◆ **Tasks for this exercise**
1 > How would you render this sentence from the Foxconn article in Spanish: "For years, Foxconn has remained low-key despite employing 800,000 workers worldwide."?
2 > Could you repeat the Foxconn article word for word, from "Biggest Taiwanese firm" up to and including "and material sciences."?
3 > Which product areas does the Foxconn article say the "hidden dragons" manufacture goods in for the world's biggest brands?

◆ **Document segment**
Foxconn: 'Hidden dragon' out in the open
- Published
On the back of the iPhone, it says: "Designed by Apple in California. Assembled in China."
The people who assemble most of these iPhones and other bestselling Apple products like the iPad work for Foxconn, a manufacturer owned by the Taiwanese group Hon Hai Precision.
For years, Foxconn has remained low-key despite employing 800,000 workers worldwide.
Foxconn counts itself as one of a number of "hidden dragons" - huge but often obscure companies that manufacture goods, largely in China, for the world's biggest brands in electronics, clothing, toys and home appliances.
But scandals over working conditions and the growing visibility of the products it makes have thrust it into the spotlight.
Who are Foxconn and what do they do?
Biggest Taiwanese firm
Foxconn is part of a many-tentacled organisation called Hon Hai Precision, and is the world's largest maker of consumer electronics.
For example, Foxconn Technology helps assemble Apple iPhone and iPads. Another subsidiary, Foxconn International, is the world's biggest contract mobile-phone maker and has nothing to do with Apple's flagship products. And Hon Hai works on cutting-edge issues like nanotechnology and material sciences.

◆ **Source material**

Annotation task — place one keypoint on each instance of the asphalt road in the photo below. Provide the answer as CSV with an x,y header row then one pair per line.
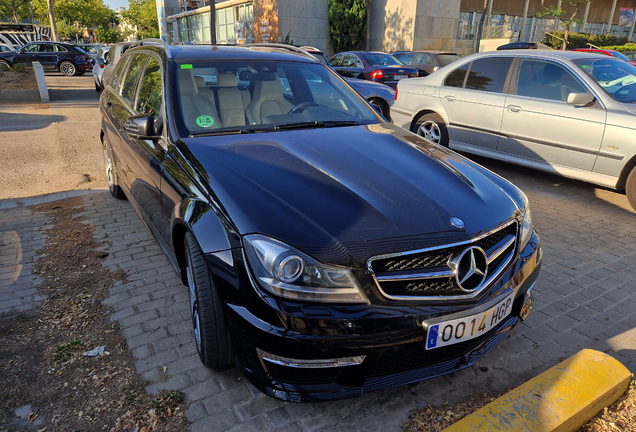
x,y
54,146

◆ **Answers to the exercise**
1 > Durante años, Foxconn se ha mantenido discreta a pesar de emplear a 800.000 trabajadores en todo el mundo.

2 >
Biggest Taiwanese firm
Foxconn is part of a many-tentacled organisation called Hon Hai Precision, and is the world's largest maker of consumer electronics.
For example, Foxconn Technology helps assemble Apple iPhone and iPads. Another subsidiary, Foxconn International, is the world's biggest contract mobile-phone maker and has nothing to do with Apple's flagship products. And Hon Hai works on cutting-edge issues like nanotechnology and material sciences.

3 >
- Electronics
- Clothing
- Toys
- Home appliances